Starting at the line that contains "In the photo above, where can the stacked" and stopping after the last line, set down the listing exactly as it is. Add nothing.

━━━━━━━━━━━━━━━━

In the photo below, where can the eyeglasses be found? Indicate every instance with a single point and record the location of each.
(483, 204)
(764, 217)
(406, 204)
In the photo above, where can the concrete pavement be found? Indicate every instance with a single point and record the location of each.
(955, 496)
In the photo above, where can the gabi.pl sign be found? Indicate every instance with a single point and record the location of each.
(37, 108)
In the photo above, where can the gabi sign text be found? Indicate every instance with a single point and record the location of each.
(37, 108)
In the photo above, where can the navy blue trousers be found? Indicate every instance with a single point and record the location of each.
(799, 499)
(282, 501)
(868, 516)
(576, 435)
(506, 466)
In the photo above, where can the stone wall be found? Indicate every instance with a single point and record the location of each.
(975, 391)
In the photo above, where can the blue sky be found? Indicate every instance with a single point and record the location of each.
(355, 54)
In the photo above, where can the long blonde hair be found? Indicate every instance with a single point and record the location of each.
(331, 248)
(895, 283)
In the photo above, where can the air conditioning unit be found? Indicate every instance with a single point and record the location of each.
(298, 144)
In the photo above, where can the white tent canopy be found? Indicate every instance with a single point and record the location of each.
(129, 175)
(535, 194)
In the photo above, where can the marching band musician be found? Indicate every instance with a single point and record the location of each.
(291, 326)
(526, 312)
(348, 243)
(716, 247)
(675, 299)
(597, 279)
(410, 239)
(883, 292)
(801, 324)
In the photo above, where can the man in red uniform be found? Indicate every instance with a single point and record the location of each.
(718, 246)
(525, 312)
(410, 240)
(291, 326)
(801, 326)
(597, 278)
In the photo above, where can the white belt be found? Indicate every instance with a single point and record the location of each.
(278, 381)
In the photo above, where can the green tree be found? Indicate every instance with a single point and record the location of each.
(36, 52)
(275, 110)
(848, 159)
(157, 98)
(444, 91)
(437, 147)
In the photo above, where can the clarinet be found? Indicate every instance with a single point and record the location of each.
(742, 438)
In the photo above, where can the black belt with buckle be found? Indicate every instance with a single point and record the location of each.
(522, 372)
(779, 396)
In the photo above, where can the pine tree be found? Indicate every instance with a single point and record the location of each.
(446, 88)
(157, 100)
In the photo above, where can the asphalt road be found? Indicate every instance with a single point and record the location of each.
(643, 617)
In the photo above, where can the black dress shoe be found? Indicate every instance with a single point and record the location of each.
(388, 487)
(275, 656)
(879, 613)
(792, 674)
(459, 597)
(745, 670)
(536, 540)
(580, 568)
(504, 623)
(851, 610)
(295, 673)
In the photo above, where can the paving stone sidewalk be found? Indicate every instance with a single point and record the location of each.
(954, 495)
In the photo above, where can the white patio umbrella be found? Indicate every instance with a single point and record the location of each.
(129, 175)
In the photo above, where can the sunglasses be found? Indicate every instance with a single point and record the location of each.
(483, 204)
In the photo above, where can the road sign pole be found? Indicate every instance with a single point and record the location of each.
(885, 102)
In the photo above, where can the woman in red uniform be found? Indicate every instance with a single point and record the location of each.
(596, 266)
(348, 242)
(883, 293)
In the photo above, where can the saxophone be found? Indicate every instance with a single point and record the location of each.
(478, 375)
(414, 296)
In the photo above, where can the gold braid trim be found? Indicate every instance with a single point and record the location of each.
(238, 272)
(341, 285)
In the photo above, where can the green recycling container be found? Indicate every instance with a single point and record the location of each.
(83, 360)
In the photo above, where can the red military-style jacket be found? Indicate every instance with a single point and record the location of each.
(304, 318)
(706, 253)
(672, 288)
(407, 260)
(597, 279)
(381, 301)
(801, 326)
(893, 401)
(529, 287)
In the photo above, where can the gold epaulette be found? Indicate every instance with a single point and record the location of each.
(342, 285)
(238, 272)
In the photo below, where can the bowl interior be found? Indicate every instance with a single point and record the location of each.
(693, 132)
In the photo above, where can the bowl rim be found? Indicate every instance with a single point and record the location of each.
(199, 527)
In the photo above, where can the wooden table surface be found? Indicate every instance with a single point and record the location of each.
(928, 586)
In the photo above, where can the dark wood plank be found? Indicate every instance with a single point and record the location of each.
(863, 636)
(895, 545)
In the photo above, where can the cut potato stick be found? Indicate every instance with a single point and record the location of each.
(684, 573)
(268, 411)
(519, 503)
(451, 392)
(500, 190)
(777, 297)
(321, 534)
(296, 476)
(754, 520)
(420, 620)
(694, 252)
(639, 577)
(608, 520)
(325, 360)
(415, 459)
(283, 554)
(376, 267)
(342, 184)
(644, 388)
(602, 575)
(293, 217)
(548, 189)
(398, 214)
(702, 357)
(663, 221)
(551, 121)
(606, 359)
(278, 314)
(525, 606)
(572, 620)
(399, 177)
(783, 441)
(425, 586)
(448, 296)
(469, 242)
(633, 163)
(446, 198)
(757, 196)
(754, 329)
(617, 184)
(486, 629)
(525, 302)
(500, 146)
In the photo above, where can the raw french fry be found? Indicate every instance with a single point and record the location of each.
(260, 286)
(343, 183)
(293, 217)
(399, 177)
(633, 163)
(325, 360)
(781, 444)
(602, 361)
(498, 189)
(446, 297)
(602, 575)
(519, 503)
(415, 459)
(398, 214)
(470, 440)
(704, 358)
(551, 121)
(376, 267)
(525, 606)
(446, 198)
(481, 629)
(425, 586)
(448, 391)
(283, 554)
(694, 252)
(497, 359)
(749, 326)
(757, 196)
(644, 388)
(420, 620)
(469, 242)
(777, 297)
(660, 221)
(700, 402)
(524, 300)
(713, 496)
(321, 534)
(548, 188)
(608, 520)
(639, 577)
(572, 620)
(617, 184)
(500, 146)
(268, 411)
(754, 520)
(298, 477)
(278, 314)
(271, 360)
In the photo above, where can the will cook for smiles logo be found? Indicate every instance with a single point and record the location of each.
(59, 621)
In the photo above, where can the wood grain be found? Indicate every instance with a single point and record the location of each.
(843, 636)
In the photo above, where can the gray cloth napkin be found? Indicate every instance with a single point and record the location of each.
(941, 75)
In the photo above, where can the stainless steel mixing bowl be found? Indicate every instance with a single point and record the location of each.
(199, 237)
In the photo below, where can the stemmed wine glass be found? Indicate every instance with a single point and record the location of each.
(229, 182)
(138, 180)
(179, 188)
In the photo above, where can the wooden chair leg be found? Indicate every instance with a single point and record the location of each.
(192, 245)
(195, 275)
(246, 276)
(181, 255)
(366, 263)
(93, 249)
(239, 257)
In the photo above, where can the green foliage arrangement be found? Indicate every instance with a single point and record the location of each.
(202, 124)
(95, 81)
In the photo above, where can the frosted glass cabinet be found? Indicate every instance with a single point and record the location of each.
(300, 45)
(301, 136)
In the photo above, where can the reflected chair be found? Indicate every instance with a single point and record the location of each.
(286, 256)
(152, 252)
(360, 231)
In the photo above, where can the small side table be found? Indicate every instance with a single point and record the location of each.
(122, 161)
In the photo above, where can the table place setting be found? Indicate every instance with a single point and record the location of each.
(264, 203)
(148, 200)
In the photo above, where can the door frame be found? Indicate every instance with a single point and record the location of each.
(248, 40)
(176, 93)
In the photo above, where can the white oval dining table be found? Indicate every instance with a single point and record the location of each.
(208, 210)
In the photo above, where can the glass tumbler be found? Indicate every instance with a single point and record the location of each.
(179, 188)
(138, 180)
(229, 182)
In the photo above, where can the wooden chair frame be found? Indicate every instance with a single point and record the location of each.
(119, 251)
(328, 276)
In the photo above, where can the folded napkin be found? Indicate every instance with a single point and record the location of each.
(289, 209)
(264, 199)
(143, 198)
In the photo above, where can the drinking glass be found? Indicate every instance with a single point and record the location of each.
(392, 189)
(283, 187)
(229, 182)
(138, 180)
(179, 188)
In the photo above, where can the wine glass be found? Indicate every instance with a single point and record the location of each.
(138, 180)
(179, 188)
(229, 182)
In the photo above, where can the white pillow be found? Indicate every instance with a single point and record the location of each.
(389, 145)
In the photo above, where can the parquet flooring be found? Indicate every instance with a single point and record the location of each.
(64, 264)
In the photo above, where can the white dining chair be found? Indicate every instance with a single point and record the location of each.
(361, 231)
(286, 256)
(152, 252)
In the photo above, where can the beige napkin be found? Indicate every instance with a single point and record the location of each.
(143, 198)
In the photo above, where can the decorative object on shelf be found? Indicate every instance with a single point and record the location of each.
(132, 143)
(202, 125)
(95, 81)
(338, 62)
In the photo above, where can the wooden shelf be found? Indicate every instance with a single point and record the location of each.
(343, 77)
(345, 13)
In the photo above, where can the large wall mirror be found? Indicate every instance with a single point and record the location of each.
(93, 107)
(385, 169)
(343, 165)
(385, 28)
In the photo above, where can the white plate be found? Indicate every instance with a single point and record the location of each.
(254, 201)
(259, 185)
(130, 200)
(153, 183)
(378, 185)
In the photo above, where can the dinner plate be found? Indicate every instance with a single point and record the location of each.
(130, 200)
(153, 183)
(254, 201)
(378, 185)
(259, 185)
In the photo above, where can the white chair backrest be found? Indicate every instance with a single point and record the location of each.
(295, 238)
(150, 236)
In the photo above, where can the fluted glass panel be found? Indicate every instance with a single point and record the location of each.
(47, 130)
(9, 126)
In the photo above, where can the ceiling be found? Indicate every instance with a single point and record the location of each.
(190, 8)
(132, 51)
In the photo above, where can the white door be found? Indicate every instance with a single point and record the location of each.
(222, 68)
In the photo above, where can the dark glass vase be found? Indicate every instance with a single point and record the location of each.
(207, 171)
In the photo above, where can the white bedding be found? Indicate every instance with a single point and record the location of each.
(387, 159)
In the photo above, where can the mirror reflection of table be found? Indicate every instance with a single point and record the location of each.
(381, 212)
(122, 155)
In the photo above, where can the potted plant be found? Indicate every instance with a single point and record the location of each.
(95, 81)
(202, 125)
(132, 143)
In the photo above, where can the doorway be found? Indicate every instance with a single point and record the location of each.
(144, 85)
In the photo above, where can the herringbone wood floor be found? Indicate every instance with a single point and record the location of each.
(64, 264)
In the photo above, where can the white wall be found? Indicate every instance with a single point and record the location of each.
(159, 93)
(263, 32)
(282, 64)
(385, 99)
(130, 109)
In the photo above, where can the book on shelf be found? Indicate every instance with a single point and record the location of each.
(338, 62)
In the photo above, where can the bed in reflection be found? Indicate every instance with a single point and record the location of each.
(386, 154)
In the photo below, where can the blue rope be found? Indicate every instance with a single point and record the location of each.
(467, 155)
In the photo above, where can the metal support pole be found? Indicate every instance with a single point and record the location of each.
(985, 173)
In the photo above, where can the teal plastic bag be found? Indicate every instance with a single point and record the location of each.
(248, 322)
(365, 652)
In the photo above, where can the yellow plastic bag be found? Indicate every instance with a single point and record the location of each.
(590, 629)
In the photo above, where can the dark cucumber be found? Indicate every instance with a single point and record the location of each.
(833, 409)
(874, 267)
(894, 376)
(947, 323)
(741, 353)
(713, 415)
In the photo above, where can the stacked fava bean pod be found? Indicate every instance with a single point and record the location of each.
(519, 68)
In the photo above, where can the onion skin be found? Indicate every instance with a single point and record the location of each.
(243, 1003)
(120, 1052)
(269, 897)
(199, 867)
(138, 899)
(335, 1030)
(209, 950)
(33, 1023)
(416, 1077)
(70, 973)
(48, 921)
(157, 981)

━━━━━━━━━━━━━━━━

Answer to this problem:
In the photo above, where can the stacked fava bean pod be found? Indicate every instance with a single point and record the location of each.
(519, 68)
In the photo above, where can the onion skin be found? Indicate every instance with a single point and record the location of each.
(243, 1003)
(120, 1052)
(269, 897)
(199, 867)
(138, 899)
(335, 1030)
(209, 950)
(33, 1023)
(416, 1077)
(70, 973)
(48, 921)
(157, 981)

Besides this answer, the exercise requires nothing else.